EXCERPT TO READ:
As Student’s \(t\) distribution, the chi-square \(\chi^2\) distribution has one parameter, degrees of freedom \(df\). To denote a specific chi-square distribution, we write \(\chi^2_{df}\) like \(\chi^2_{2}\) for a chi-square distribution or variable with degrees of freedom two. Figure 18.1 shows \(\chi^2\) distributions with varying degrees of freedom. It is in general a right-skewed distribution, but it gets more and more symmetric as \(df\) gets larger. Also, the \(\chi^2\) distribution is defined over positive numbers, one hint why we use it for inferring variances because variance is non-negative, but normal or \(t\) distribution is defined on the whole real line.

Figure 18.1: Illustration of \(\chi^2\) distributions with varying degrees of freedom

Upper Tail and Lower Tail of Chi-Square

Like standard normal and \(t\) distribution, to do the inference for variances, we get to find or define critical values of a chi-square distribution. With some probability \(\alpha\), we define

  • \(\chi^2_{\frac{\alpha}{2},\, df}\) is a \(\chi^2\) value of a \(\chi^2\) distribution with degrees of freedom \(df\) such that it has area to the right of \(\alpha/2\).

  • \(\chi^2_{1-\frac{\alpha}{2},\, df}\) is a \(\chi^2\) value of a \(\chi^2\) distribution with degrees of freedom \(df\) such that it has area to the left of \(\alpha/2\). In other words, it has area to the right of \(1 - \alpha/2\), and that’s why it has a subscript \(1-\frac{\alpha}{2}\).

Figure 18.2 illustrates the \(\chi^2\) critical values. Notice that in \(N(0, 1)\), \(z_{1-\frac{\alpha}{2}} = -z_{\frac{\alpha}{2}}\). Because of the symmetry of the distribution, the \(z\)-value having area \(\alpha/2\) on the right is the \(z\)-value having area \(\alpha/2\) on the left with a negative sign. However, the chi-square distribution is not symmetric, so \(\chi^2_{1-\frac{\alpha}{2},\,df} \ne -\chi^2_{\frac{\alpha}{2},\,df}\).

COMPLETE THE FOLLOWING:
1: Name every probability distribution the chi-square excerpt mentions, listing the standard normal separately from the normal.
2: Reproduce word for word the part of the chi-square excerpt from "Upper Tail and" to "right of \(\alpha/2\).".

LISTED ENTRIES:
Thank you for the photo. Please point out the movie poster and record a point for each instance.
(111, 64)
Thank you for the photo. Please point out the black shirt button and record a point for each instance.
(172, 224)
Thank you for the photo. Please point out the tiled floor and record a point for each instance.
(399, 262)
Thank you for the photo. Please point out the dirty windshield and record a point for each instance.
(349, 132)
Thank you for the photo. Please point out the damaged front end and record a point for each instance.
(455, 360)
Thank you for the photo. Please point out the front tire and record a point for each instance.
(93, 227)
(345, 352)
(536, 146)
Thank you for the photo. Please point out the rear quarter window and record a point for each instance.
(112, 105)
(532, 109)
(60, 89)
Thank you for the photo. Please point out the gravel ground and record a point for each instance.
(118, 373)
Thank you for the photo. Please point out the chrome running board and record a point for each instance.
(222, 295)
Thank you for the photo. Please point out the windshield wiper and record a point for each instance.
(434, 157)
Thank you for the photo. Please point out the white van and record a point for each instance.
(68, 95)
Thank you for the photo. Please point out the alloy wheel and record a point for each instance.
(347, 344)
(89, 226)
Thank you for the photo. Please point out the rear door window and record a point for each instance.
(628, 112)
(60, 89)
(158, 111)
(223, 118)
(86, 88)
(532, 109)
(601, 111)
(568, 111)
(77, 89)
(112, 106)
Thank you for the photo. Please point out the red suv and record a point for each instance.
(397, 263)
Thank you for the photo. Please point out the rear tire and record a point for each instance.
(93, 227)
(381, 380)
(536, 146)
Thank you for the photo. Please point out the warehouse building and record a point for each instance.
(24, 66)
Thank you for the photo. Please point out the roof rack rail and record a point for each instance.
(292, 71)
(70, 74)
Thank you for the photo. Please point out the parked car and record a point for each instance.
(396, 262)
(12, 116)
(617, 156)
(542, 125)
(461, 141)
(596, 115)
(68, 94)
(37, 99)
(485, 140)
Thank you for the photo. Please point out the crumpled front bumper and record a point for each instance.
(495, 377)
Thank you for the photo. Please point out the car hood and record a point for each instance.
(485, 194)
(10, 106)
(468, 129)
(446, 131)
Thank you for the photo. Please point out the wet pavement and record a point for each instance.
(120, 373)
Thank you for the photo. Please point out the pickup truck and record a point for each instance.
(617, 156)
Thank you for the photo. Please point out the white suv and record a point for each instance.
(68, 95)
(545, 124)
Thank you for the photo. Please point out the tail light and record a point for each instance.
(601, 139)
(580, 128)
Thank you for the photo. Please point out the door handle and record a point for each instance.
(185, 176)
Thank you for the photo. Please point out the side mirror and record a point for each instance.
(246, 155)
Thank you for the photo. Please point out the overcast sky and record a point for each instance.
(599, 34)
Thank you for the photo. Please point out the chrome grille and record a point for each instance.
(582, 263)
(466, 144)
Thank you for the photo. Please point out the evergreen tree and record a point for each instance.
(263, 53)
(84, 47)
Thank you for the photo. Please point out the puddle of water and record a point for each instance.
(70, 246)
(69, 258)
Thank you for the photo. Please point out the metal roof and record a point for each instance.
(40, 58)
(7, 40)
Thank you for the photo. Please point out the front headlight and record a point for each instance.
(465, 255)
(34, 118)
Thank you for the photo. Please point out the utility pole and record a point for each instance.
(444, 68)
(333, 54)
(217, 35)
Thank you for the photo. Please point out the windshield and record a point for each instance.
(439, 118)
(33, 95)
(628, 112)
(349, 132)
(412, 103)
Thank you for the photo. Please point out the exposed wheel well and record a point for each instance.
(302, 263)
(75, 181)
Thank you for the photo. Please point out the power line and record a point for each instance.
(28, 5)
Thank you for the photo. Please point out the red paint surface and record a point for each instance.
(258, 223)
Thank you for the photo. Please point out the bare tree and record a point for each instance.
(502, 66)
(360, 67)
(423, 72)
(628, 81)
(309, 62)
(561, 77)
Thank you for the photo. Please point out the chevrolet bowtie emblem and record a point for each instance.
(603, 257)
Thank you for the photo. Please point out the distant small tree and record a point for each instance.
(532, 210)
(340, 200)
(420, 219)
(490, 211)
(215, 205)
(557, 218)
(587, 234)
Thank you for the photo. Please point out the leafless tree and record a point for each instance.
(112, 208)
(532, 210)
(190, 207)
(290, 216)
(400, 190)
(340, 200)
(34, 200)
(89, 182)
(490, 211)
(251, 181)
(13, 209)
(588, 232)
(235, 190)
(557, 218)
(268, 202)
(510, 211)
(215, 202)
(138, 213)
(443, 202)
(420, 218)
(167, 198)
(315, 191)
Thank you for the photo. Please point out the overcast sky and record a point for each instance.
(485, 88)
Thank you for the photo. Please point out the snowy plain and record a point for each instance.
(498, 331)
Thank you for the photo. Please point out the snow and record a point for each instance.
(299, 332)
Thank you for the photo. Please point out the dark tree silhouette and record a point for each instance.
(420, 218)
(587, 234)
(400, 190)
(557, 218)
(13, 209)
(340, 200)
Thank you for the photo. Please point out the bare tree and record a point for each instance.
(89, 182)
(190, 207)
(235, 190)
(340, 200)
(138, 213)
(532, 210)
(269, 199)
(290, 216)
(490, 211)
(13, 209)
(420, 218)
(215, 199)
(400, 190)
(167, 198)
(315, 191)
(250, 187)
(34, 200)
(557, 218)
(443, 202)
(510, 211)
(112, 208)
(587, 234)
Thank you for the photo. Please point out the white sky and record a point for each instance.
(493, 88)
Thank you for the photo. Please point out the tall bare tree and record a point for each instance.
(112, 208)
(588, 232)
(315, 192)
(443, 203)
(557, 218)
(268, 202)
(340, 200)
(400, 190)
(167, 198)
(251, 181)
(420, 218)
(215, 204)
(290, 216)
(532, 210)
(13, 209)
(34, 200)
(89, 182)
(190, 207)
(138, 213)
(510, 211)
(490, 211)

OUTPUTS:
1: Student's t distribution; chi-square (χ²) distribution; normal distribution; standard normal distribution, N(0, 1)

2:
Upper Tail and Lower Tail of Chi-Square

Like standard normal and \(t\) distribution, to do the inference for variances, we get to find or define critical values of a chi-square distribution. With some probability \(\alpha\), we define

  • \(\chi^2_{\frac{\alpha}{2},\, df}\) is a \(\chi^2\) value of a \(\chi^2\) distribution with degrees of freedom \(df\) such that it has area to the right of \(\alpha/2\).